# [WORK INSTRUCTION]
Go through the entries one line at a time, and gather every line that has the word "flag".

(STORED DATA begins)

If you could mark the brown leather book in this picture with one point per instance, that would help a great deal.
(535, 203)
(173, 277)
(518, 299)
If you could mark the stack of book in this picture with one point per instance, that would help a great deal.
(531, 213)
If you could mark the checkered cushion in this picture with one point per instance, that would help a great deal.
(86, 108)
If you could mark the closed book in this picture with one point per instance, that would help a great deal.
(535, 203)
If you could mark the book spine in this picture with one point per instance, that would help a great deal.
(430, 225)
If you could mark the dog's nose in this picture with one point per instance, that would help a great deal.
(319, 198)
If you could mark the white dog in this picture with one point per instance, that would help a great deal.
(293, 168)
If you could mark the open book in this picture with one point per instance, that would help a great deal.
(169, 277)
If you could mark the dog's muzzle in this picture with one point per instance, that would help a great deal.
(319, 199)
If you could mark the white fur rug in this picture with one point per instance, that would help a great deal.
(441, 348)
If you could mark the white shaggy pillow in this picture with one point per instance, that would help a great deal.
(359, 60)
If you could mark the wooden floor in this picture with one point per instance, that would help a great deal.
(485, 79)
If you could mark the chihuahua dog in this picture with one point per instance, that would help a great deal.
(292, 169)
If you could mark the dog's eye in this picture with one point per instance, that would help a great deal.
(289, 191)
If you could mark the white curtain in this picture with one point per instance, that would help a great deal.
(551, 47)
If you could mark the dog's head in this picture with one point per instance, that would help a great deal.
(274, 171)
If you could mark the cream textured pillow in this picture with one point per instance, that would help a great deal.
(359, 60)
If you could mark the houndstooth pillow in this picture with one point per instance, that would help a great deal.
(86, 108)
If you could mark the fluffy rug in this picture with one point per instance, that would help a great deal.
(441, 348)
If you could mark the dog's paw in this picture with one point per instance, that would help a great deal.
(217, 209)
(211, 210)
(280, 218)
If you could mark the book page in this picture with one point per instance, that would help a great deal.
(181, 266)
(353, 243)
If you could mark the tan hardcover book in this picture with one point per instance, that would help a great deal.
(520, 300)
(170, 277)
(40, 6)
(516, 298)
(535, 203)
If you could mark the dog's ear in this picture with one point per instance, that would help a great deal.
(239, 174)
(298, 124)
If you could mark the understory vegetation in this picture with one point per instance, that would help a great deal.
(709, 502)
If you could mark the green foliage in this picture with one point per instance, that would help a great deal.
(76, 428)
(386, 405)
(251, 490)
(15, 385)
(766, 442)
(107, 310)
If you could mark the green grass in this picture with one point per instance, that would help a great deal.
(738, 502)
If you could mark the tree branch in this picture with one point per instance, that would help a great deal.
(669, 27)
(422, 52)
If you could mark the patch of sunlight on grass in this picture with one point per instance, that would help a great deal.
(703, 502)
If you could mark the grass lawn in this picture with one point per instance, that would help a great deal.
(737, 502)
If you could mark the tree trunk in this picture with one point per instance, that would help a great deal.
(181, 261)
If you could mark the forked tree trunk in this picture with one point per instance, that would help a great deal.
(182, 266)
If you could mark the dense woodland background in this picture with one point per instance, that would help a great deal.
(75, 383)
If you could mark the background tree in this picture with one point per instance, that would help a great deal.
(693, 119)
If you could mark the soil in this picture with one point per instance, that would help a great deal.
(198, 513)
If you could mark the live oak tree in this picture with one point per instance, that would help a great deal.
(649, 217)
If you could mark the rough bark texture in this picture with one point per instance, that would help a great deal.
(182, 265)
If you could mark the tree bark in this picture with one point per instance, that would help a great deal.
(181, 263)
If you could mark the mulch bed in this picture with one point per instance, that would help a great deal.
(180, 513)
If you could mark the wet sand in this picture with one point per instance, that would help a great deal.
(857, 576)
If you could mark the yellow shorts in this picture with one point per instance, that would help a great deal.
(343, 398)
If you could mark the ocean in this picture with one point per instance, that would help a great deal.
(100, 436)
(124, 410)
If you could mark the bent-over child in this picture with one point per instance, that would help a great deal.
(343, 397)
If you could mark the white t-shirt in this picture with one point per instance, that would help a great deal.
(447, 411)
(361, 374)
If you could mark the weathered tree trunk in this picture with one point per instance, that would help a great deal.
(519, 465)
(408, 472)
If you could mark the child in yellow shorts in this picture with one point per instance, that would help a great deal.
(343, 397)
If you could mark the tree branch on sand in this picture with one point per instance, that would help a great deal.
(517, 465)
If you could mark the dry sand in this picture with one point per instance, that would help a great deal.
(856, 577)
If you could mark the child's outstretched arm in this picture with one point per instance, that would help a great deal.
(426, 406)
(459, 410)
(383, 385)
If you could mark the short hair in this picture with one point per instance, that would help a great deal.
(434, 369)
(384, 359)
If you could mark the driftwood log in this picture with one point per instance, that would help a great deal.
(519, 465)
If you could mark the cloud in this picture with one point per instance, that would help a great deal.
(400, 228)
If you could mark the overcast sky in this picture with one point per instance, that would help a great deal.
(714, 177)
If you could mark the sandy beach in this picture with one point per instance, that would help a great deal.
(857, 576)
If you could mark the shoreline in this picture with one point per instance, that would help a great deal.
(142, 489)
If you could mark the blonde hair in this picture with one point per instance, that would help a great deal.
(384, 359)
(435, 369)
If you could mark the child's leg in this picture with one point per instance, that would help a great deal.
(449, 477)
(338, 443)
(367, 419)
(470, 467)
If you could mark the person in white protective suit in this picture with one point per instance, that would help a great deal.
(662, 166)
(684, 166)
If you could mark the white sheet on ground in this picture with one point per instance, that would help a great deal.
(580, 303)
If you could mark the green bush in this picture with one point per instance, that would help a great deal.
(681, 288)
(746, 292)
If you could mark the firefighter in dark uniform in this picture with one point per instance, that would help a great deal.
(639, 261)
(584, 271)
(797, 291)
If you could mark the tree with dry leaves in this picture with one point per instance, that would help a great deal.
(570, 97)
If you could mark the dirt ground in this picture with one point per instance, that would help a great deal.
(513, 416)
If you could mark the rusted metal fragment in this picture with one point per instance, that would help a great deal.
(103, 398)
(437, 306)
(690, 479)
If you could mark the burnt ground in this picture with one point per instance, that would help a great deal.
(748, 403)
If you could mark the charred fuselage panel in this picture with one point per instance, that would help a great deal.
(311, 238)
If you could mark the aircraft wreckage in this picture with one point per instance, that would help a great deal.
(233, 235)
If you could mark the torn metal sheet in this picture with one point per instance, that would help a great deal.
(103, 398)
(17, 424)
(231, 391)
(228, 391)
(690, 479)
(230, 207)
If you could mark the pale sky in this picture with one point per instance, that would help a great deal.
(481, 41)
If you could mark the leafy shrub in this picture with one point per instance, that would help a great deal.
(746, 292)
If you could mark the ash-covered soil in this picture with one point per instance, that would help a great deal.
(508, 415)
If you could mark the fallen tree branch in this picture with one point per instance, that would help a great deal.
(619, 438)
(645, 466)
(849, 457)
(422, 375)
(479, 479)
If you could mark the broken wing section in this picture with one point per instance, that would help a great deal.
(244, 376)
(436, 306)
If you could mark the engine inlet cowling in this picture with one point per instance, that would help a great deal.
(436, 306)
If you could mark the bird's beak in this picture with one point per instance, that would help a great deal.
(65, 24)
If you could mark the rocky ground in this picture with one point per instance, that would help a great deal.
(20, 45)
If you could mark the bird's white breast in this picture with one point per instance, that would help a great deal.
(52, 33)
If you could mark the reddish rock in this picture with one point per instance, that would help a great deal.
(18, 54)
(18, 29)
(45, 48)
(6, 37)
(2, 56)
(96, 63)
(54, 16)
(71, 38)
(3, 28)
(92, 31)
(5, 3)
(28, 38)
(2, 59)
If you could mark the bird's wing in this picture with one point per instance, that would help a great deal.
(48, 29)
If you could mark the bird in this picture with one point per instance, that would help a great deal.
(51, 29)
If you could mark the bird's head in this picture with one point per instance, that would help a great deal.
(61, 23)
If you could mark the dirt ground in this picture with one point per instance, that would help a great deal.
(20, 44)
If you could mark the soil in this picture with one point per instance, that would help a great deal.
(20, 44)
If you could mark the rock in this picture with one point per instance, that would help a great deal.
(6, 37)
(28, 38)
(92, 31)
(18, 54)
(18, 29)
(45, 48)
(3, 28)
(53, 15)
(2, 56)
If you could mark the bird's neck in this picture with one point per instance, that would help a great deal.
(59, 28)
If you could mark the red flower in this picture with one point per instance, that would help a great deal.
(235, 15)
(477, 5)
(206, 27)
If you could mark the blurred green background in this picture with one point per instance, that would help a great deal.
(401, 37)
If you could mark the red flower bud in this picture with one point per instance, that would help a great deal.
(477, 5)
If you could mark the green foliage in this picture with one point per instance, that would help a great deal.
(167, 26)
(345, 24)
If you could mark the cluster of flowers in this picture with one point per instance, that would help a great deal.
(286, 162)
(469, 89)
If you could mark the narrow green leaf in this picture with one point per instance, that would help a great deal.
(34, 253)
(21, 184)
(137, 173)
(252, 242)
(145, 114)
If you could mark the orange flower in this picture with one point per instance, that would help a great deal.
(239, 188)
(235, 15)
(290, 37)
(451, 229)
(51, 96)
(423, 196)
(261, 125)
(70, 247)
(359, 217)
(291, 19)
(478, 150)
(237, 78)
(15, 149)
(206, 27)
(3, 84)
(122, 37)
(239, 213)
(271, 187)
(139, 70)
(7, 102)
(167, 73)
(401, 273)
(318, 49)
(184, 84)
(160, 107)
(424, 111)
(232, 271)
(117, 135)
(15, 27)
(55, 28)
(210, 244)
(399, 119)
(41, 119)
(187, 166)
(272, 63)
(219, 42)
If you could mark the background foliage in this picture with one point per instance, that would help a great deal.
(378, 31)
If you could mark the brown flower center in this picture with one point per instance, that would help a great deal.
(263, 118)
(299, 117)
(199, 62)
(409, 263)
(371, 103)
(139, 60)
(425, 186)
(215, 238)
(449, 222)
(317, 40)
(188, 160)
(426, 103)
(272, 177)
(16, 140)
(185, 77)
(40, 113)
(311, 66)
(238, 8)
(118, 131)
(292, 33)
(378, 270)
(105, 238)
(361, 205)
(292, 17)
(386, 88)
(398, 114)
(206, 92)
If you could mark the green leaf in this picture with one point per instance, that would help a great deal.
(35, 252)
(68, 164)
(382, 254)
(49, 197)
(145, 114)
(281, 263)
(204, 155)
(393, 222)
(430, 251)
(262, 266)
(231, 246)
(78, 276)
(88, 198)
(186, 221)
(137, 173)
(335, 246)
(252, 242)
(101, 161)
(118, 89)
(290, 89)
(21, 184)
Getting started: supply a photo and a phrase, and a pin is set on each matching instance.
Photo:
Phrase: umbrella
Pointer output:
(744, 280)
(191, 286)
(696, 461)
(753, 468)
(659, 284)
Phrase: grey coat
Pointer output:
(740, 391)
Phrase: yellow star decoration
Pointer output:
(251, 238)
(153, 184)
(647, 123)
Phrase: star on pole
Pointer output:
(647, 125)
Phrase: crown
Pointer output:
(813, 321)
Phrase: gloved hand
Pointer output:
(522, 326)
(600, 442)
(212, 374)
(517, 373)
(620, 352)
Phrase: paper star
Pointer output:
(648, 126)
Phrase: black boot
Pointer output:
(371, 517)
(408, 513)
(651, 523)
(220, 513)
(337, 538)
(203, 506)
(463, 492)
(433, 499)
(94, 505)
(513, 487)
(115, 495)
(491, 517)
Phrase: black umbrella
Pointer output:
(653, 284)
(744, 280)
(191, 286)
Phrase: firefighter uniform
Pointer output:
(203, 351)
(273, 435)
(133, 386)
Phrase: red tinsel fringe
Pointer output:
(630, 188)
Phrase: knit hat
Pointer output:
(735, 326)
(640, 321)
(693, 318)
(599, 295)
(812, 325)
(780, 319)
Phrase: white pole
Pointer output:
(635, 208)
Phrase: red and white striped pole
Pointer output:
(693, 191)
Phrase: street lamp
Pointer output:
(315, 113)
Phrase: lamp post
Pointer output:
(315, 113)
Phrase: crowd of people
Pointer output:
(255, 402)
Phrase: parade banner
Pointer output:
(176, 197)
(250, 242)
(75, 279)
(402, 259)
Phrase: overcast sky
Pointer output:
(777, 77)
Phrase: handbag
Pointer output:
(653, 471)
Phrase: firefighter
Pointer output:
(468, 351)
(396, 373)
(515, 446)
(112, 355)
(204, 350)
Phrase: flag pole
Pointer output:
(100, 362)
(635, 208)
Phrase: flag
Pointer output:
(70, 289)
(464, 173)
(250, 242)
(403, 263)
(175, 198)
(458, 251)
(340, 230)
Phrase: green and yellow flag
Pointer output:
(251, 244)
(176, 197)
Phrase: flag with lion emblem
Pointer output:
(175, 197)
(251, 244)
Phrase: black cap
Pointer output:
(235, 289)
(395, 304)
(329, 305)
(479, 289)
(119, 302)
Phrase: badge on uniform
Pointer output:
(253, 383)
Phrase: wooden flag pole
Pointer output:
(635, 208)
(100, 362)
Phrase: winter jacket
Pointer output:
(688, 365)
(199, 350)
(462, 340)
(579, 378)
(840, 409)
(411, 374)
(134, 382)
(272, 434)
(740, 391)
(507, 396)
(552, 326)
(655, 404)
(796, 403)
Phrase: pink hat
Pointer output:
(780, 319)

(STORED DATA ends)

# [OUTPUT BELOW]
Phrase: flag pole
Phrase: flag
Phrase: green and yellow flag
Phrase: flag with lion emblem
Phrase: wooden flag pole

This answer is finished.